(Beginning of Provided data)

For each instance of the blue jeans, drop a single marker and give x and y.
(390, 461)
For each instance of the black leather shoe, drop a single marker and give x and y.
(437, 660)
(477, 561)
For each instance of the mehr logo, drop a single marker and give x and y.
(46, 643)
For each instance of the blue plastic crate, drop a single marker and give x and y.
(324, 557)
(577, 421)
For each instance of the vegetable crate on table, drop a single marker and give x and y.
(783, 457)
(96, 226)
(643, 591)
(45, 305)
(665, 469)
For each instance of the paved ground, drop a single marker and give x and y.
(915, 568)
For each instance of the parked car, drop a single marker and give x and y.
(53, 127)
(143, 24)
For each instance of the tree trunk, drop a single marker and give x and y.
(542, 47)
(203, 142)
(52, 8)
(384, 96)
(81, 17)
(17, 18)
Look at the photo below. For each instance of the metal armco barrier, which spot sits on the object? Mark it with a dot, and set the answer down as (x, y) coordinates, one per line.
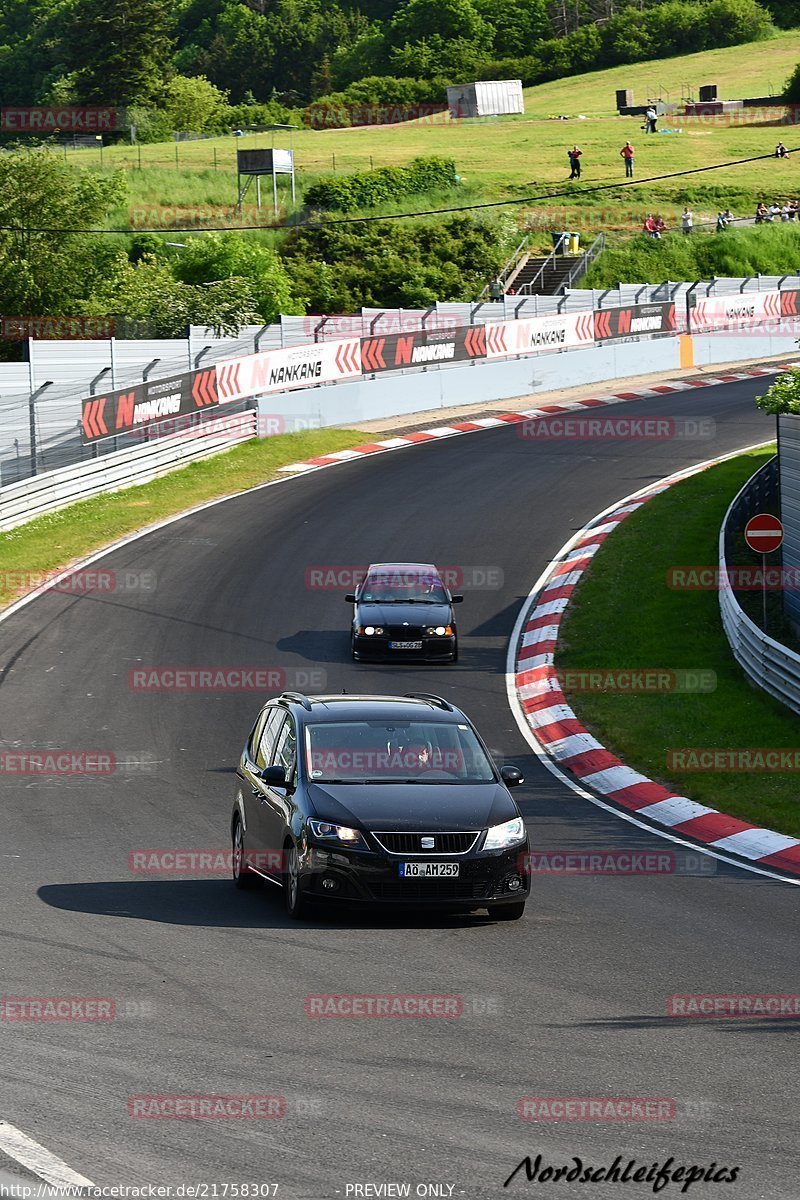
(148, 403)
(421, 347)
(635, 319)
(47, 493)
(771, 666)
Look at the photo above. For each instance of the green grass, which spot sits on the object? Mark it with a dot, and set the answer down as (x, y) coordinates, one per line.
(624, 616)
(54, 541)
(510, 157)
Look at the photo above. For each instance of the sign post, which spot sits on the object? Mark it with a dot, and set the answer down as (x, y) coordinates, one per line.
(764, 534)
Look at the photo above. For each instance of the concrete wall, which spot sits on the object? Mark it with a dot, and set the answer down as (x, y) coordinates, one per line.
(471, 383)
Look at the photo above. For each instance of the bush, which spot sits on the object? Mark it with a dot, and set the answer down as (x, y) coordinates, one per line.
(366, 190)
(342, 268)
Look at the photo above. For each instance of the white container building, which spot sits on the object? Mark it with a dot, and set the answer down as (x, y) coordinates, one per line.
(491, 97)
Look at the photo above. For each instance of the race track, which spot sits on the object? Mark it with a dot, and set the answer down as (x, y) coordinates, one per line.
(210, 983)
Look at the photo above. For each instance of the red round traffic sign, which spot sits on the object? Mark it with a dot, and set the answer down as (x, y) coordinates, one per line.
(763, 533)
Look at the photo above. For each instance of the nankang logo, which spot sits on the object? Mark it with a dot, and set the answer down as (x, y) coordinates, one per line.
(747, 310)
(548, 337)
(296, 373)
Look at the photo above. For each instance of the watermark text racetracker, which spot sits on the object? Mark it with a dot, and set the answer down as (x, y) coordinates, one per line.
(617, 429)
(89, 581)
(271, 679)
(347, 577)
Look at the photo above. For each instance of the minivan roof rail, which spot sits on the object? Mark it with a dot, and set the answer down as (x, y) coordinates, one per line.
(433, 700)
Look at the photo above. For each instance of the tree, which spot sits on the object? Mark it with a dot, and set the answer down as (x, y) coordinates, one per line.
(46, 268)
(119, 49)
(194, 106)
(215, 257)
(148, 294)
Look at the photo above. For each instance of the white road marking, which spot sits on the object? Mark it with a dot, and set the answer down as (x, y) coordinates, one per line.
(36, 1158)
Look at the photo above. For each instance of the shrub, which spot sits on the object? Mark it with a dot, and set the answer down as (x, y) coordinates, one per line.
(366, 190)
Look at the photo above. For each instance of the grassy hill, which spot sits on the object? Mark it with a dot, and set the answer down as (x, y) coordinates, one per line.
(513, 157)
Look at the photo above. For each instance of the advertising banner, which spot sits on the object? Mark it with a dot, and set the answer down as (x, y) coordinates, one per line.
(734, 311)
(146, 403)
(421, 348)
(536, 335)
(633, 321)
(299, 366)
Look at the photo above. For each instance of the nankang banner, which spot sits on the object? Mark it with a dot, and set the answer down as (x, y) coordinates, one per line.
(146, 403)
(635, 321)
(421, 348)
(735, 311)
(536, 335)
(300, 366)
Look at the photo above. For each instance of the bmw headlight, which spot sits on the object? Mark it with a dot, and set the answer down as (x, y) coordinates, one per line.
(507, 834)
(325, 831)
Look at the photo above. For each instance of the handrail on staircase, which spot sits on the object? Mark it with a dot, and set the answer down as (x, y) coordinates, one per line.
(510, 267)
(579, 269)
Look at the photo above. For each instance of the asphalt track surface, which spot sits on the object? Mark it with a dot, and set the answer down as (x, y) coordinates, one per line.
(210, 983)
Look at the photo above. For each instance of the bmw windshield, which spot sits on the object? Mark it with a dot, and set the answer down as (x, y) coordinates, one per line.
(395, 753)
(402, 587)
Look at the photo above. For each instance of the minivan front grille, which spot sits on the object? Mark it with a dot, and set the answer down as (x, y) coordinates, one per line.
(411, 843)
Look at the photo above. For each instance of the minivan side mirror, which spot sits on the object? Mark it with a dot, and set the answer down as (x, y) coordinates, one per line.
(274, 777)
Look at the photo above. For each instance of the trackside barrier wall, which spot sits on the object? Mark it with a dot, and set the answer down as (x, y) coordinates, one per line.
(46, 493)
(770, 665)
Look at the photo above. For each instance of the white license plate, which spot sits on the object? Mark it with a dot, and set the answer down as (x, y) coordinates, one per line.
(428, 870)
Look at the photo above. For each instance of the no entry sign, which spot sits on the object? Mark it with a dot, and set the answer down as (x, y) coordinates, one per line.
(763, 533)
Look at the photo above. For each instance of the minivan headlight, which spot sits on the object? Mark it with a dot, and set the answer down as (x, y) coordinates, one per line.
(507, 834)
(325, 831)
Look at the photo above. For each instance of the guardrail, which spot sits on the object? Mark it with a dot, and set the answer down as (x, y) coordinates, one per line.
(47, 493)
(769, 664)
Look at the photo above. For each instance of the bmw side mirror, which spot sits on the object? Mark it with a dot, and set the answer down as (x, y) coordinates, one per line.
(274, 777)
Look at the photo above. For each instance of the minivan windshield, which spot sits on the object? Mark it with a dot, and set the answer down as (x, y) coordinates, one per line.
(395, 751)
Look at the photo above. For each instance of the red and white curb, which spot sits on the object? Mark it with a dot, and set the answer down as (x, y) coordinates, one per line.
(487, 423)
(564, 744)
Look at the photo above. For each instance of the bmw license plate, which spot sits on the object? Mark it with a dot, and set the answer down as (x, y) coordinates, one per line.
(428, 870)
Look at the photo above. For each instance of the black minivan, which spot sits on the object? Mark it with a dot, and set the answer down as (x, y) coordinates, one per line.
(382, 799)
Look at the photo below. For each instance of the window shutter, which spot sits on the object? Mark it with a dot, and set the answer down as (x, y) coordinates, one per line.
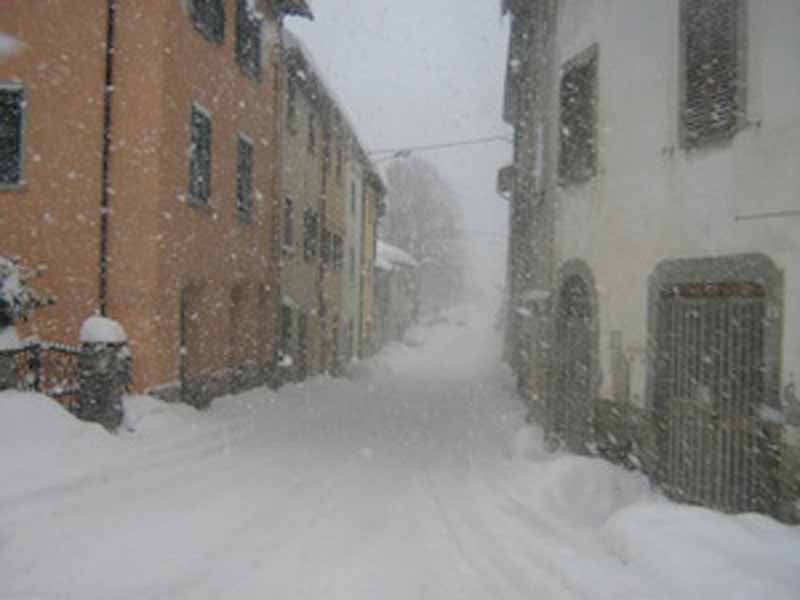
(11, 111)
(200, 166)
(578, 156)
(248, 39)
(244, 181)
(209, 18)
(711, 46)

(End of Provided data)

What you need to do |
Quote each record exactly as it stands, minus the pictures.

Problem solution |
For each instance of the blue jeans, drop a single marker and give x and y.
(390, 461)
For each instance of the black leather shoe, drop a single marker and give x and y.
(437, 660)
(477, 561)
For each instance of the mehr logo, drop a single marker and give x and y.
(46, 643)
For each instance of the blue plastic crate, drop a single marker and give x and y.
(324, 557)
(577, 421)
For each instance of the vegetable crate on table, drop a single marker and give x and y.
(783, 457)
(96, 226)
(643, 591)
(45, 305)
(665, 469)
For each instance of the paved ground, drop a single marker and give x and y.
(915, 568)
For each instance of the parked car, drop a single marker and give x and y.
(53, 127)
(143, 24)
For each instance of the tree trunk, drop a single marker and give x and y.
(542, 47)
(203, 142)
(52, 8)
(384, 96)
(81, 17)
(17, 18)
Look at the photo below. For each instance of the metal armco barrier, which spot sits on the object? Mark it with a dot, and set the answer down as (x, y) coordinates, one per line.
(148, 403)
(421, 347)
(635, 319)
(47, 493)
(771, 666)
Look at the photo above. For each instance of the green grass, which spot sits on the object? Mark it with a dot, and set the answer down as (x, y) coordinates, one per line.
(624, 616)
(54, 541)
(510, 157)
Look at the photo above. For each instance of the sign post, which spot sits on the object? Mark it with a dot, and set the answer down as (x, y) coordinates, one per line.
(764, 534)
Look at the photo above. For each instance of the concrete wall, which spot sits on the object? Mark it with a dot, and set the answer down as (x, y) coordinates, one per line.
(471, 383)
Look at the photo above. For each instance of the bush, which spot sits on the object? Mark it with a dot, and set the answer down as (x, y) coordinates, one per line.
(366, 190)
(342, 268)
Look at the photo above. For each instance of the white container building, which spot sits on the object? Mark it with a dot, and set the answer down as (x, y) coordinates, one per line.
(491, 97)
Look at the photo above. For each instance of the race track, which spot sits on the object? Mark it with a dot, and set the answer down as (x, y) coordinates, one per line.
(210, 983)
Look at the photo above. For each instance of the red round traffic sign, which spot sits on the object? Mark it with a dot, and set the answer down as (x, y) coordinates, one per line.
(763, 533)
Look at the photo above. For each instance of the nankang logo, which spot sits on the object? Mark it with a dot, and set the answer down as (x, y) coordinates, one per line.
(747, 310)
(548, 337)
(296, 373)
Look at the photo above. For each instance of the watermark text racetracker, which spot sits on the object? Mark it with a dot, and set the answer down as (x, y) coordinates, one per line.
(617, 429)
(89, 581)
(271, 679)
(347, 577)
Look at the photo above. For each instance of the minivan roof rail, which spot sits on the object? Mark it with a dot, and set the answer down as (x, y) coordinates, one per line.
(433, 700)
Look at the photo above. For each instance of the tree, which spot sits on the object? Mark it with a dot, and set the answer down as (x, y) coordinates, one per line.
(46, 268)
(119, 49)
(194, 106)
(215, 257)
(148, 294)
Look at the photo above. For each instance of the white road marking, which spot sits on the object? Mark it with a dot, and set the answer down as (x, y) coordinates, one per line.
(36, 1158)
Look at the photo above. For each instance of the shrub, which spot sits on the object? Mark it with a dot, and set the answer down as (x, y) coordinates, one per line.
(366, 190)
Look at the photo above. For each instance of the grassy hill, which spot sits on the object? Mark it with a dot, and set the answer down as (x, y) coordinates, one per line.
(513, 157)
Look at the photo above. For each instance of the advertising banner, which spot sits on the object? Mark it with a dot, and set the answer down as (x, y) coordinates, one per line.
(734, 311)
(146, 403)
(421, 348)
(536, 335)
(633, 321)
(299, 366)
Look at the photo above. For each instance of the nankang banner, which spot sits on the object? Mark it with a dot, and set the answer down as (x, y) coordinates, one per line.
(146, 403)
(635, 321)
(421, 348)
(735, 311)
(536, 335)
(300, 366)
Look at the photo above. For each instance of the bmw headlight, which spot sits on the object? Mark it with a dot, and set the answer down as (x, y) coordinates, one per line.
(507, 834)
(325, 831)
Look at the photo above. For each instance of the handrail on staircase, which spot sits on the object? Mark it with a dot, and set the answer down as (x, y) coordinates, one per line.
(510, 267)
(579, 269)
Look at the photo above. For each instance of the asphalt track surface, which spot sits on the object? Mark it with a dot, and set the answer down as (x, y) coordinates, one per line.
(210, 983)
Look at the photo above. For each instance of the bmw windshield, which spot sits on the object? Mark it with a dot, and set the answer down as (x, y) coordinates, one per line.
(395, 753)
(402, 587)
Look at the photo above. For each instance of the minivan front grille, which spot sits on the object? Mark it with a dot, and set the answer down as (x, y) coordinates, one per line.
(411, 843)
Look at the photo above. For each instance of the minivan side mirror, which spot sits on the object? Mark it with a dot, and set the answer down as (x, y) coordinates, one per line.
(274, 777)
Look at the photo above. For each instance of the trackside barrier wall, which spot sits on the object? Mark it with a dot, and set the answer down as (x, y) coordinates, one per line.
(46, 493)
(770, 665)
Look at the photo above. For each instance of the white license plate, which spot sits on the object? Mark it with a dot, and set the answer down as (x, y) coordinates, one per line.
(428, 870)
Look at the photo above. For each instance of the no entry sign, which spot sits on the object? Mark it with a dot, and set the answer down as (x, y) coordinates, one per line.
(763, 533)
Look at the photo above. For each instance of the minivan headlight, which spot sits on the object? Mark it with a dot, and set the answer down as (x, y) coordinates, one per line.
(507, 834)
(325, 831)
Look at the photo above. For each instance of the guardrail, which spot sits on the object? Mark it with a dot, and set the answer down as (x, y) coordinates, one per line.
(47, 493)
(769, 664)
Look at the photo above. For each instance of the bmw side mirror, which spot sits on the object? Mark it with a dot, and set the answer down as (x, y) coordinates, one per line.
(274, 777)
Look at the photo above. For each instance of the minivan windshield, which spot sits on the object? Mark it with a dot, and set the answer down as (x, y) coordinates, one per line.
(395, 751)
Look at the photo above. For each instance of the red and white curb, which spot sits on the object? Mark it with a dot, and set the answer down as (x, y) coordinates, one per line.
(487, 423)
(564, 744)
Look at the photo above. For each instance of the bmw license plate, which spot sits on the object? Mark it with a dot, and set the answer down as (x, y) coordinates, one per line.
(428, 870)
Look at the photo above. For each instance of the black minivan, which spot sits on the object? Mark it with a dot, and set the answer down as (x, y) coordinates, one per line.
(382, 799)
Look at the photo below. For each instance of the window shutter, which spot sits on the object? Mark it with a dot, and set the answer down as (x, y) coordinates, one per line.
(11, 111)
(200, 166)
(578, 156)
(248, 39)
(244, 181)
(209, 18)
(711, 46)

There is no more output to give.